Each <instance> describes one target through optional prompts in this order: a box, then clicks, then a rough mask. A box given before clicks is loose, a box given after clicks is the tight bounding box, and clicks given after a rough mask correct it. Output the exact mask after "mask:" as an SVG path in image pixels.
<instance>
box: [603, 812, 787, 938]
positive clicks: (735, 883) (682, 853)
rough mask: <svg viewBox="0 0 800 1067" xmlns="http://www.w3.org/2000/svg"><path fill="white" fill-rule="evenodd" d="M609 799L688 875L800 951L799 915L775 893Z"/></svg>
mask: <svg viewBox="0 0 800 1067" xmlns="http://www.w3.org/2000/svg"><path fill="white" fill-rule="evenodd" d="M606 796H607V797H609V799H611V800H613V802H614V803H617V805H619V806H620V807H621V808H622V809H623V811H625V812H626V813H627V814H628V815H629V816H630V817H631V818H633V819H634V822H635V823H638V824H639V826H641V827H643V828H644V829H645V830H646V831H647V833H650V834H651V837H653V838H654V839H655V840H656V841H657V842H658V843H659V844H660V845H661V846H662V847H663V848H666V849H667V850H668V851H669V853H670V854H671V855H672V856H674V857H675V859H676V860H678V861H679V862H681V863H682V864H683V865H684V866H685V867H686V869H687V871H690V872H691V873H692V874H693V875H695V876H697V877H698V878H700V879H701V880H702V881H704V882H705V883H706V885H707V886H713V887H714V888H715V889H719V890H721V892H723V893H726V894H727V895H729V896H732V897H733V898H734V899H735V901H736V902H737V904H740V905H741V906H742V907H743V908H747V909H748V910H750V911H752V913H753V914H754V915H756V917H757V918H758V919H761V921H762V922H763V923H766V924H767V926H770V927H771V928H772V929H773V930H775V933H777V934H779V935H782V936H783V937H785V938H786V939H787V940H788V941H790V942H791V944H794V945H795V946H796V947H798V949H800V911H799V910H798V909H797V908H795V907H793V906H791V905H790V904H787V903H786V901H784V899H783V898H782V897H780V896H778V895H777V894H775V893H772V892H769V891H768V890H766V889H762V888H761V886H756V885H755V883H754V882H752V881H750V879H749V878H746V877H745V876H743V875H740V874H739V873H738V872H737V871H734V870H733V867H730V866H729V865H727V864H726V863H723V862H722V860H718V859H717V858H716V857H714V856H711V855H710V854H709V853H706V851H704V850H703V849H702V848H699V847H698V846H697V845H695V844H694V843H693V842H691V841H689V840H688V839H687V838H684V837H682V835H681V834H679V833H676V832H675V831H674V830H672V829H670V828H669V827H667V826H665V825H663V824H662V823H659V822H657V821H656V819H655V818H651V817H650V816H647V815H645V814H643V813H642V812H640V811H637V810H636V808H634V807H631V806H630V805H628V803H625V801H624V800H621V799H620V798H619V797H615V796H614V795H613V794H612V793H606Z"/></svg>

* * * *

**Problem requirements:** Reproduce the rows above, replacing "rough mask" with "coarse mask" wherever it occurs and leaving everything else unchanged.

**Answer to the exercise:**
Each <instance> describes one target through optional prompts in this order: a box, then clicks, then a coarse mask. A box given before clicks is loose, a box given after clicks is the tight bounding box, and clicks given after a coarse mask correct it. Output the exact mask after "mask:" as an SVG path in image pixels.
<instance>
box: [603, 812, 787, 938]
positive clicks: (735, 883) (682, 853)
coarse mask: <svg viewBox="0 0 800 1067" xmlns="http://www.w3.org/2000/svg"><path fill="white" fill-rule="evenodd" d="M609 799L688 875L800 951L799 915L775 893Z"/></svg>
mask: <svg viewBox="0 0 800 1067" xmlns="http://www.w3.org/2000/svg"><path fill="white" fill-rule="evenodd" d="M606 796H607V797H609V799H611V800H613V802H614V803H617V805H619V806H620V807H621V808H622V809H623V811H625V812H626V813H627V814H628V815H629V816H630V817H631V818H633V819H634V822H635V823H638V824H639V826H641V827H643V828H644V829H645V830H646V831H647V833H650V834H651V837H653V838H654V839H655V840H656V841H657V842H658V843H659V844H660V845H661V846H662V847H663V848H666V849H667V850H668V851H669V853H670V854H671V855H672V856H674V857H675V859H676V860H678V861H679V862H681V863H682V864H683V865H684V866H685V867H686V869H687V871H690V872H691V873H692V874H693V875H695V876H697V877H698V878H700V879H701V880H702V881H704V882H705V883H706V885H707V886H713V887H714V888H715V889H719V890H721V892H723V893H726V894H727V895H729V896H732V897H733V898H734V899H735V901H736V902H737V904H740V905H741V906H742V907H743V908H747V909H748V910H750V911H752V913H753V914H754V915H756V917H757V918H758V919H761V921H762V922H763V923H766V924H767V926H770V927H771V928H772V929H773V930H775V933H777V934H779V935H782V936H783V937H785V938H786V939H787V940H788V941H790V942H791V944H794V945H795V946H796V947H798V949H800V911H799V910H798V909H797V908H795V907H793V906H791V905H790V904H787V903H786V901H784V899H783V898H782V897H780V896H778V895H777V894H775V893H772V892H769V891H768V890H766V889H762V888H761V886H756V885H755V883H754V882H752V881H750V879H749V878H746V877H745V876H743V875H740V874H739V873H738V872H737V871H734V870H733V867H730V866H729V865H727V864H726V863H723V862H722V860H718V859H717V858H716V857H714V856H711V855H710V854H709V853H706V851H704V850H703V849H702V848H699V847H698V846H697V845H695V844H694V843H693V842H691V841H689V840H688V839H687V838H684V837H682V835H681V834H679V833H676V832H675V831H674V830H672V829H670V828H669V827H667V826H665V825H663V824H662V823H659V822H657V821H656V819H655V818H651V817H650V816H647V815H645V814H643V813H642V812H640V811H637V810H636V808H634V807H631V806H630V805H628V803H625V801H624V800H621V799H620V798H619V797H615V796H614V795H613V794H612V793H606Z"/></svg>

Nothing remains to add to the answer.